(TASK 1): In the essay on the Central Association of German Citizens of Jewish Faith, who constructed the theory of the politics of recognition?
(TASK 2): Continue the essay on the Central Association of German Citizens of Jewish Faith from its last sentence.

(DOCUMENT SECTION):

* * *

This essay is a foray into the story of their motivation to take claim to that piece in the first place, as essential in itself. Their rise into existence is to speak not only through the prism of ultimate success or failure, but for the betterment of our understanding of societal struggles and claims-making, and for the enrichment of our understanding of the individual players at work in mind-altering, relations-changing, policy-shifting developments, through the microscope of their place and circumstances in their day and age. And yet it shall also become clear that, that for which they fought resonates today.
For our enquiry, the relevance of a theoretical framework for highlighting an aspect of the story of the Central Association of German Citizens of Jewish Faith which has not been told, takes central stage. That aspect is the enormous import of their claim for recognition in the act of their formation and in the initial stages of their pursuit in establishing a voice for themselves. This is a theory construed by Charles Taylor, on the so-called politics of recognition--a theory that has been tested and found resonance in many cases in the present, but thus far minimally applied to groups further back in time.

* * *

(DATASET CONTENT):
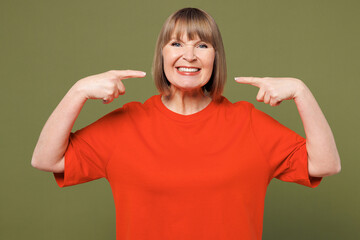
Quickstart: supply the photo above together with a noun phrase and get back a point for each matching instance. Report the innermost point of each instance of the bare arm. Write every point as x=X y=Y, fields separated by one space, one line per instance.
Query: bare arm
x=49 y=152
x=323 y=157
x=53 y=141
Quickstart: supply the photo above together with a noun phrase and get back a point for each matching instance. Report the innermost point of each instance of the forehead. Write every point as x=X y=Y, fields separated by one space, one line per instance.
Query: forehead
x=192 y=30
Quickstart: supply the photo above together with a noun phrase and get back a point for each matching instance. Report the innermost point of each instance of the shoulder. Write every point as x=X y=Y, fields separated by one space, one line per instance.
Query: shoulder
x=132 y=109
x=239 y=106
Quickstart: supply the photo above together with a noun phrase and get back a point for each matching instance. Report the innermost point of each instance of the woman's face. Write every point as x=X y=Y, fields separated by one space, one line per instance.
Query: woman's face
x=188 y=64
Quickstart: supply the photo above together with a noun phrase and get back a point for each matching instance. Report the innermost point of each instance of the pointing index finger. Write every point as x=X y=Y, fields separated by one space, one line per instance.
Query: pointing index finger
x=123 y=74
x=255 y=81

* * *

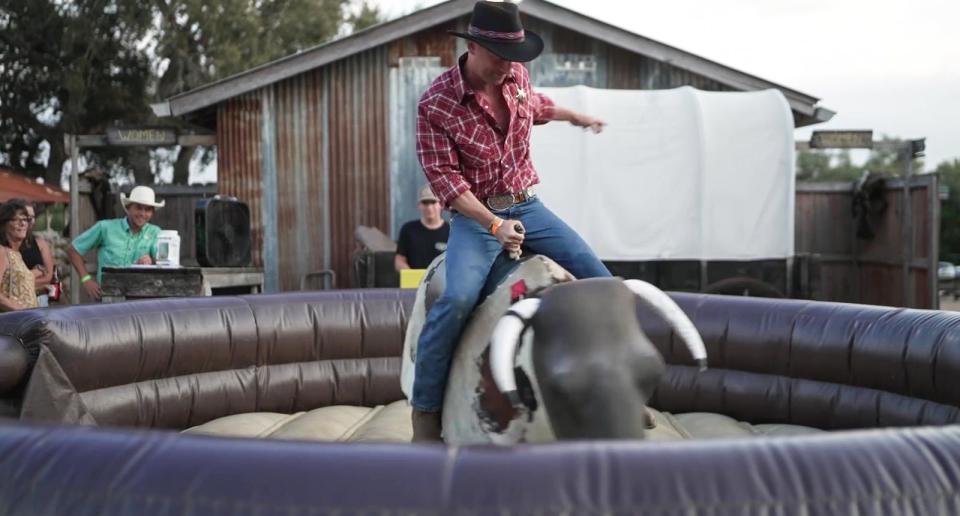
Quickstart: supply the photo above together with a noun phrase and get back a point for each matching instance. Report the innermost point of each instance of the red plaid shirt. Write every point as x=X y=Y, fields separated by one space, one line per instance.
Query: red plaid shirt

* * *

(FINAL ANSWER 1): Charles Taylor

(FINAL ANSWER 2):
Taylor’s theory asserts the centrality of a group’s plea for acknowledgment from the mainstream or dominant group, of its difference whilst being equal citizens, in their raison d''être. That is to say, the chief aims of a group as expressly laid out in their works may say nothing of the kind, that it is recognition which they seek, but recognition is often indeed key to reaching those aims and implicit in every call for action from the dominant group which is taken.
A consequence of Taylor’s approach then, is to shift the parameters from which to measure the organization’s success, to a smaller scale, whereby the organization’s surfacing to public scrutiny can be seen as an achievement in itself, indeed an exercise in democracy at its infant stages and against enormous pressure by Christians and Jews alike, to remain in the shadows. This essay will outline the full extent to which Taylor’s theory of the politics of recognition finds resonance in the case of the formation of the Central Association of German Citizens of Jewish Faith and its beginnings, and in doing so, feature a facet of their story which yields potential insight for the assessment of others groups’ pursuits in testing democratic promises, and in so doing also render their story parallel to that of many other groups seeking the very same thing.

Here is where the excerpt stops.